• Exercise task
Update the listing, starting at the line that contains "Guideline: mark the nose" and ending at the line that contains "[[462, 365]]", by replacing "Guideline" with "Instruction" and keeping everything else the same. Return only those lines.

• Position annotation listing
------------------------------
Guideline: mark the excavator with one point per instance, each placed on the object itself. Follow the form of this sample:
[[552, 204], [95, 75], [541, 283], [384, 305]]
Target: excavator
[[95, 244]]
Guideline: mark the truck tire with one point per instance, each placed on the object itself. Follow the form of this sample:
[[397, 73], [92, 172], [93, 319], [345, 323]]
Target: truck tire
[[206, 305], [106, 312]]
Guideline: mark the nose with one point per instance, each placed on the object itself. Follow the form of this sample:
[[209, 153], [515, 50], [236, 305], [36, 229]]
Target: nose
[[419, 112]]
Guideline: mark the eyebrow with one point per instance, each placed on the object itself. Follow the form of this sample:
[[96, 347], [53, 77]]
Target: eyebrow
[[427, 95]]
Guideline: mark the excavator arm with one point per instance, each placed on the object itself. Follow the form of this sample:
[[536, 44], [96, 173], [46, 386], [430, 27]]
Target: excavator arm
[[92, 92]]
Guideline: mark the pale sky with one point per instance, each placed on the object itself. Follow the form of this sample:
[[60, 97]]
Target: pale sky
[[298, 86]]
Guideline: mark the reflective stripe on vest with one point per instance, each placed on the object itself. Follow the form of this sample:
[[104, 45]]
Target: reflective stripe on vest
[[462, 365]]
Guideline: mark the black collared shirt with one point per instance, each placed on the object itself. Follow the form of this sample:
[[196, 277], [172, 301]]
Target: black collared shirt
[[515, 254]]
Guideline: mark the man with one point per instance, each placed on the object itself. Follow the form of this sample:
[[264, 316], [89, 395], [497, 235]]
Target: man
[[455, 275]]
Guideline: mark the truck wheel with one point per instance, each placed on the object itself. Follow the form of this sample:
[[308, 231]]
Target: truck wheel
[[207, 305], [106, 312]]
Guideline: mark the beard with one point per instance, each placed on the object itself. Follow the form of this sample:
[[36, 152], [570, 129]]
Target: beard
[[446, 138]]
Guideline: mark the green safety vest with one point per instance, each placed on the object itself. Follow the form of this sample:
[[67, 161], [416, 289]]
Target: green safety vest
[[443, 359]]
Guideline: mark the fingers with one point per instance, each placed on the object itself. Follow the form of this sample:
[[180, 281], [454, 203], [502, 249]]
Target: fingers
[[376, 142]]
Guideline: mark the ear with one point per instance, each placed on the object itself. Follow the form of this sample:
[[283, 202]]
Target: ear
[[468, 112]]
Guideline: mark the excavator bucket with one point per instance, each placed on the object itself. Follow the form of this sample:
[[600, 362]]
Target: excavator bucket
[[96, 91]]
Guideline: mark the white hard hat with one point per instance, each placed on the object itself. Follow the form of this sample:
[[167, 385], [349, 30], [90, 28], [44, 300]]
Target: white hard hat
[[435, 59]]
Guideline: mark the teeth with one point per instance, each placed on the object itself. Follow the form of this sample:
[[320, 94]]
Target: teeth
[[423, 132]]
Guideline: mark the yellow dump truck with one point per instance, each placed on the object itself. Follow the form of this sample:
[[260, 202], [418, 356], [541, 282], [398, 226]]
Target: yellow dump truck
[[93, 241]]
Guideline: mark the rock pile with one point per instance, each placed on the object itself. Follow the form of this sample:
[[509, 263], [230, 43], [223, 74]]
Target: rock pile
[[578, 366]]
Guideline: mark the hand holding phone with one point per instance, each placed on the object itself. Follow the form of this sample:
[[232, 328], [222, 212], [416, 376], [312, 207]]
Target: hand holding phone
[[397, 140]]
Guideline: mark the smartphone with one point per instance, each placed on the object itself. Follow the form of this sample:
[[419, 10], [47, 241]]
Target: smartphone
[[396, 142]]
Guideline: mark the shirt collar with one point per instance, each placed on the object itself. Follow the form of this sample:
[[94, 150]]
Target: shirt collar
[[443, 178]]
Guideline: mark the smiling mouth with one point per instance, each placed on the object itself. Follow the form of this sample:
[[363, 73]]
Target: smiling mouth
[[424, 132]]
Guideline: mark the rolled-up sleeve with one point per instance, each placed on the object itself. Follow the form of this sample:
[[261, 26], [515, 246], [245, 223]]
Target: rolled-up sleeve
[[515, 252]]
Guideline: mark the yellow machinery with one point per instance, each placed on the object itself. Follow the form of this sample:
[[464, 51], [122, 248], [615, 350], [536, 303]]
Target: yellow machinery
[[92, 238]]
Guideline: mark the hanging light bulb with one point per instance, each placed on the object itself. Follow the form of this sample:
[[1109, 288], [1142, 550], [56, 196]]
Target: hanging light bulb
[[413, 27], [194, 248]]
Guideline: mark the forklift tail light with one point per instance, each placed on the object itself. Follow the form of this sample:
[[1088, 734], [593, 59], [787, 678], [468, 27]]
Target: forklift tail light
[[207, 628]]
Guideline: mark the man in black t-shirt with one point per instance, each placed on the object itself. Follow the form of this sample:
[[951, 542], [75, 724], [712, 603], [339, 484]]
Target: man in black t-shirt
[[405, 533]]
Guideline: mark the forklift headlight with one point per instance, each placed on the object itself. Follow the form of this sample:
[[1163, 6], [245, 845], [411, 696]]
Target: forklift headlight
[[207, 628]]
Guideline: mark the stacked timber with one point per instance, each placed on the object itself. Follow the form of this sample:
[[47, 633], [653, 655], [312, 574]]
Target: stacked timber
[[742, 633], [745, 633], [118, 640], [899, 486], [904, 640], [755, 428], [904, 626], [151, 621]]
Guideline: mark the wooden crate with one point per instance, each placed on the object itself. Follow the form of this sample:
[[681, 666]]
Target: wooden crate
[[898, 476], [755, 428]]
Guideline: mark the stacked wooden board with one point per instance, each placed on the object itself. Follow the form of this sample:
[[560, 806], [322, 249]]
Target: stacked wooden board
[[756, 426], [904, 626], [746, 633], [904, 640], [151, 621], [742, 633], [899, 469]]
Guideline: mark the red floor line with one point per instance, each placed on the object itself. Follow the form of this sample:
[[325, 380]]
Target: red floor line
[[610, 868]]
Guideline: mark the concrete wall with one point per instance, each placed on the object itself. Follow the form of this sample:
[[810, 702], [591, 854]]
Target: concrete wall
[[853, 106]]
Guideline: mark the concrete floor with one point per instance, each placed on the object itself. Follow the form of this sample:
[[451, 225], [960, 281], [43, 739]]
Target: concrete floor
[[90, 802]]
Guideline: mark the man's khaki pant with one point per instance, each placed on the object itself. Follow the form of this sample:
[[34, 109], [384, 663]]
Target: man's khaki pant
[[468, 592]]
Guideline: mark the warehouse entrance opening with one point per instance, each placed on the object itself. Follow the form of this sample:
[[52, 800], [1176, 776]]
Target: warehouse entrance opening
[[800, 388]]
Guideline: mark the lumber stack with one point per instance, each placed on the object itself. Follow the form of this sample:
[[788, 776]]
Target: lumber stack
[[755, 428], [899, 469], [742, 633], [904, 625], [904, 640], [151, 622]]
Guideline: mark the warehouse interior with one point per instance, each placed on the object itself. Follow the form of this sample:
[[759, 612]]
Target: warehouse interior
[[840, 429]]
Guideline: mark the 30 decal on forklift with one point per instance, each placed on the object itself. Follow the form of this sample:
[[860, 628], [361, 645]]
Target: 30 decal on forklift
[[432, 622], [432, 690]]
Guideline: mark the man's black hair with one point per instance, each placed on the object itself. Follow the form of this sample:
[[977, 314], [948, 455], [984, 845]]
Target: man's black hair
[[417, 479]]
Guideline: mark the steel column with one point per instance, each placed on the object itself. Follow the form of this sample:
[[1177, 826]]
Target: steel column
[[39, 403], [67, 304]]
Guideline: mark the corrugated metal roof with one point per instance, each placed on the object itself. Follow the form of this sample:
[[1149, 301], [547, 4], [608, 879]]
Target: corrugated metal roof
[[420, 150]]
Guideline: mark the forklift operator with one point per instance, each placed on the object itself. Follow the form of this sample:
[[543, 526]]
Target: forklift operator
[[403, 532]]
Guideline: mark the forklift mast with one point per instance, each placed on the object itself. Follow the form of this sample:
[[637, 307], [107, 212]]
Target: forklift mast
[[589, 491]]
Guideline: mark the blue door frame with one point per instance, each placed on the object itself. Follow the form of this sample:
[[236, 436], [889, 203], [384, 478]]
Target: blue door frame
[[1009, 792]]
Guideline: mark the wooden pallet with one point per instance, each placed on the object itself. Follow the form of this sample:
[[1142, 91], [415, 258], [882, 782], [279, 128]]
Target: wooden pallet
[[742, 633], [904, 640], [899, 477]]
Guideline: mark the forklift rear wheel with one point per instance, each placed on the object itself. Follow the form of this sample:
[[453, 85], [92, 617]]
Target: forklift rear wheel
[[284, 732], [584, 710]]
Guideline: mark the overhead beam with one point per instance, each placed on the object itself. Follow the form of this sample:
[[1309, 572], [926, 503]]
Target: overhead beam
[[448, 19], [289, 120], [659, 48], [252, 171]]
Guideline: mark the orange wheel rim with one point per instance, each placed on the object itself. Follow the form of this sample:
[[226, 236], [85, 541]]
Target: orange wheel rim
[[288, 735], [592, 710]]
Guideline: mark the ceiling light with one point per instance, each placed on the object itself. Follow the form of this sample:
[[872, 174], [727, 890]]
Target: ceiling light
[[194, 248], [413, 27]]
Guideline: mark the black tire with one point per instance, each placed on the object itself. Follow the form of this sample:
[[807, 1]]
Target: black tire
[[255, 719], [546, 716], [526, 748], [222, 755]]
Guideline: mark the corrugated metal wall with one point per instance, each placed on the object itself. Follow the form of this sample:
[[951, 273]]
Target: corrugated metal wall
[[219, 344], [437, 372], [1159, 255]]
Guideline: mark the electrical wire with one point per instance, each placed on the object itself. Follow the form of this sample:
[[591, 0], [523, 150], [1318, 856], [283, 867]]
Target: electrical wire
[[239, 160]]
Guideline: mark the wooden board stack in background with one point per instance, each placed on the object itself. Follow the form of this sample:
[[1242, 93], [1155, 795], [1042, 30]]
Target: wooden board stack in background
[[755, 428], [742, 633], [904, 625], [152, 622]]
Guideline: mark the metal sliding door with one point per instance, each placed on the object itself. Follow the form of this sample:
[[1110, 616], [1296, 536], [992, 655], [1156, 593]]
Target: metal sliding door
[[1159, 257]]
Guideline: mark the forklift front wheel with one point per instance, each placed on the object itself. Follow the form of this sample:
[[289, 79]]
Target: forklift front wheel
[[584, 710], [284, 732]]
------------------------------
• Response
Instruction: mark the nose with one point per instance, each placed on the object itself. Follow the form of this sample:
[[209, 153], [515, 50], [236, 305], [36, 229]]
Target: nose
[[419, 112]]
Instruction: mark the eyebrow with one point per instance, each placed on the object itself. Follow the form of this sample:
[[96, 347], [53, 77]]
Target: eyebrow
[[427, 95]]
Instruction: mark the excavator arm with one point per instance, each placed on the object itself. Follow the form of this sample:
[[536, 44], [96, 173], [46, 386], [430, 27]]
Target: excavator arm
[[92, 92]]
Instruction: mark the pale sky with one point per instance, each placed on the object itself. Follow the form of this sample:
[[60, 97]]
Target: pale sky
[[298, 86]]
Instruction: mark the reflective stripe on vest with one point per instance, each placed on the object itself. Follow the form of this sample:
[[104, 45]]
Target: reflective stripe on vest
[[462, 365]]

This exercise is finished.